→ Exercise:
Please write out the listing below again, swapping each "Locate" for "Find" and changing nothing else. Leave the pictures out of your copy.

→ Exercise data:

++++++++++

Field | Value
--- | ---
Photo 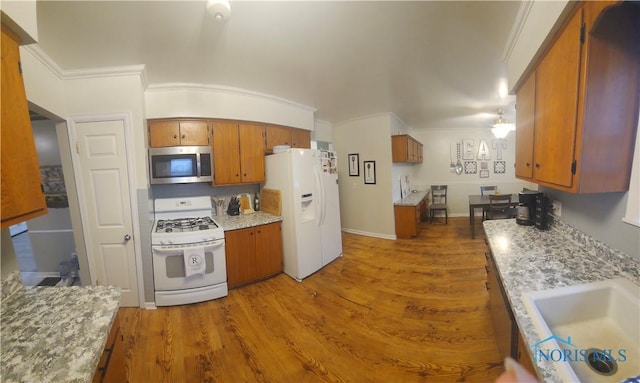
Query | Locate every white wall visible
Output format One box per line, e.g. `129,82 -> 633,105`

411,127 -> 537,216
20,46 -> 67,119
333,113 -> 395,239
145,84 -> 315,130
0,0 -> 38,44
504,0 -> 575,90
311,120 -> 333,142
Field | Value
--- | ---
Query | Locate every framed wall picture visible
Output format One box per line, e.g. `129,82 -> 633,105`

363,161 -> 376,185
349,153 -> 360,177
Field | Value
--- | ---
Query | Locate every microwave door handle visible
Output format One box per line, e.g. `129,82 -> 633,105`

196,153 -> 202,178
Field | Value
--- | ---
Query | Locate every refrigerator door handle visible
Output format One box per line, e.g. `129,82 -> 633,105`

313,167 -> 324,226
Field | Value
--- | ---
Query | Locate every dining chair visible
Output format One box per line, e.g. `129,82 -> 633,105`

487,194 -> 513,220
429,185 -> 449,224
480,185 -> 498,221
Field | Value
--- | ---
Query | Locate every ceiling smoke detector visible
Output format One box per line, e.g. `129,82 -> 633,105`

491,109 -> 516,139
207,0 -> 231,23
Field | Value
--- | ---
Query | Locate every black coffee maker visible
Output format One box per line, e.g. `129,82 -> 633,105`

516,190 -> 542,226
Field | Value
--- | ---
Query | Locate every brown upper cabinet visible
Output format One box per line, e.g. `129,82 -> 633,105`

265,125 -> 311,153
149,120 -> 209,148
516,2 -> 640,193
391,134 -> 422,163
211,121 -> 265,185
0,25 -> 47,229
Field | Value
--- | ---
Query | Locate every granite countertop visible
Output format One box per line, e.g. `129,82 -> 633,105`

0,272 -> 120,383
483,219 -> 640,382
213,211 -> 282,231
393,190 -> 429,206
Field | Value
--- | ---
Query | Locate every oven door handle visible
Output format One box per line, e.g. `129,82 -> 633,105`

151,239 -> 224,253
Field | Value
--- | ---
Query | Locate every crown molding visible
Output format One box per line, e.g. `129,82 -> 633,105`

502,1 -> 534,62
23,44 -> 147,85
147,82 -> 316,112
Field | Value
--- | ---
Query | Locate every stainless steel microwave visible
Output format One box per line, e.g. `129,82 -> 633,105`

149,146 -> 213,184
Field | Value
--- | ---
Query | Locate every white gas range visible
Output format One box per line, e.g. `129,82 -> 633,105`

151,196 -> 228,306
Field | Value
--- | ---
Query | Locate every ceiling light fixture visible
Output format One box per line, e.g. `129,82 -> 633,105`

207,0 -> 231,23
491,108 -> 516,139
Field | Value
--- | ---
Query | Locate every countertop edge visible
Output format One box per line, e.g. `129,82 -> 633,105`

393,190 -> 429,206
483,219 -> 640,382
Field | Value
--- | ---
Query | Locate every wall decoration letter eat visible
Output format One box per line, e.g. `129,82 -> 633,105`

478,140 -> 491,161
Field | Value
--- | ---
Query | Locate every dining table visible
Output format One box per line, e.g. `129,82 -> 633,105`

469,194 -> 520,238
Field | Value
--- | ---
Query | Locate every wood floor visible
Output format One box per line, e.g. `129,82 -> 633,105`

110,218 -> 502,383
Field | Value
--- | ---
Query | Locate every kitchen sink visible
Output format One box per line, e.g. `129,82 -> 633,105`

523,279 -> 640,383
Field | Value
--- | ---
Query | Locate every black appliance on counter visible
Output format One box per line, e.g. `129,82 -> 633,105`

516,190 -> 542,226
535,193 -> 551,230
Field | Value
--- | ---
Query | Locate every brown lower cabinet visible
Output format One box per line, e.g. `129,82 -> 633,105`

485,249 -> 536,376
393,196 -> 429,239
224,222 -> 283,288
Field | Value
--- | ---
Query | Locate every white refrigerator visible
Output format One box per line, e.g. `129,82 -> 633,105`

264,149 -> 342,281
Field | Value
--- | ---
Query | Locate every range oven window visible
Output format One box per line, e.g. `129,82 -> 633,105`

151,154 -> 198,178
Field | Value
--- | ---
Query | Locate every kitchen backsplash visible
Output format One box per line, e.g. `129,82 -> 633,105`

151,183 -> 260,212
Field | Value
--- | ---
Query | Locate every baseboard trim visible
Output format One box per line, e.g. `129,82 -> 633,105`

++++++++++

→ Output of the task:
Field | Value
--- | ---
Photo 
Query | Find every white wall visible
Output format One box per line, e.g. `129,82 -> 633,105`

411,127 -> 537,216
20,46 -> 67,119
333,113 -> 395,239
145,84 -> 315,130
0,0 -> 38,44
504,0 -> 575,90
311,120 -> 333,142
Field | Value
--- | ---
Query | Find every framed wall picture visible
Output format One box per line, e.g. `129,82 -> 633,105`

363,161 -> 376,185
349,153 -> 360,177
Field | Value
--- | ---
Query | Find every microwave door handle visible
Output format One box per line, e.g. `129,82 -> 633,105`

196,153 -> 202,178
Field | Value
--- | ---
Query | Find every refrigerator door handle visible
Output format One box per line, e.g. `129,82 -> 633,105`

313,167 -> 324,226
Field | Value
--- | ---
Query | Find every dining chair visible
Output format One box per line, e.g. `129,82 -> 633,105`

487,194 -> 513,220
429,185 -> 449,224
480,185 -> 498,221
Field | Value
--- | ---
Query | Find every ceiling smoke detector visible
Output format One box per line, e.g. `129,82 -> 633,105`

491,109 -> 516,139
207,0 -> 231,23
Field | Value
--- | ---
Query | Find every black coffee maker visible
Output format One box per line, e.g. `129,82 -> 633,105`

516,190 -> 542,226
Field | Value
--- | ---
Query | Find every brown upper cabinet visible
Output format One box per line, e.g. `129,82 -> 633,105`

265,125 -> 311,153
149,120 -> 209,148
516,2 -> 640,193
391,134 -> 422,163
211,121 -> 265,185
0,25 -> 47,229
Field | Value
--- | ---
Query | Find every granite countertop visible
Output format One box per line, e.g. `129,82 -> 633,105`

0,272 -> 120,383
483,219 -> 640,382
213,211 -> 282,231
393,190 -> 429,206
Field | Value
--- | ---
Query | Find every oven door handle visible
Output format One box per line, e.g. `129,82 -> 633,105`

151,239 -> 224,253
Field | Value
--- | ---
Query | Find every crown molding visible
Output format One box per line, e.g. `129,82 -> 633,105`

502,1 -> 534,62
23,44 -> 147,85
147,82 -> 316,112
Field | Value
--- | ---
Query | Find every stainless steel microwave visible
Output format One box per line, e.g. `129,82 -> 633,105`

149,146 -> 213,184
Field | Value
--- | ---
Query | Find every white gas range visible
Output format One box per line, e.g. `129,82 -> 633,105`

151,196 -> 228,306
Field | Value
--- | ---
Query | Find every ceiling light fixture visible
Output format One box per line, e.g. `129,82 -> 633,105`

207,0 -> 231,23
491,108 -> 516,139
Field | Value
--- | ---
Query | Find every countertop edge visible
Output format One box per line, e.g. `129,82 -> 633,105`

393,190 -> 429,206
483,219 -> 640,382
Field | Value
--- | ---
Query | Find every wall decoration letter eat visible
Output format One box per line, e.g. `129,82 -> 633,105`

478,140 -> 491,161
Field | Value
--- | ---
Query | Find every dining table visible
Output format One box per line, e.g. `129,82 -> 633,105`

469,194 -> 520,238
Field | Value
--- | ---
Query | Find every wood floor visible
Output format One box per line, e.g. `129,82 -> 633,105`

110,218 -> 502,383
Field | Value
--- | ---
Query | Find every kitchen sink visible
Output format One box per line, e.g. `129,82 -> 633,105`

523,279 -> 640,383
Field | Value
--- | ---
Query | Find every black appliance on counter visible
Output format One box per line, e.g. `129,82 -> 633,105`

516,190 -> 542,226
535,193 -> 551,230
Field | Value
--- | ---
Query | Find every brown lower cabinet visible
Output format One box per line, e.g. `129,82 -> 633,105`

485,249 -> 536,376
393,196 -> 429,239
224,222 -> 283,288
Field | Value
--- | ---
Query | Find every white refrigerator visible
Output format One box per line, e.g. `129,82 -> 633,105`

264,149 -> 342,281
Field | Value
--- | ---
Query | Find every range oven window visible
Output format One box per line, e.g. `129,82 -> 633,105`

151,154 -> 198,178
Field | Value
--- | ---
Query | Find every kitchen backsplash visible
Output format One box per line, e.g. `129,82 -> 633,105`

151,183 -> 260,212
Field | Value
--- | ---
Query | Find every baseboard trim visible
Output format One box per line, e.g. `129,82 -> 633,105`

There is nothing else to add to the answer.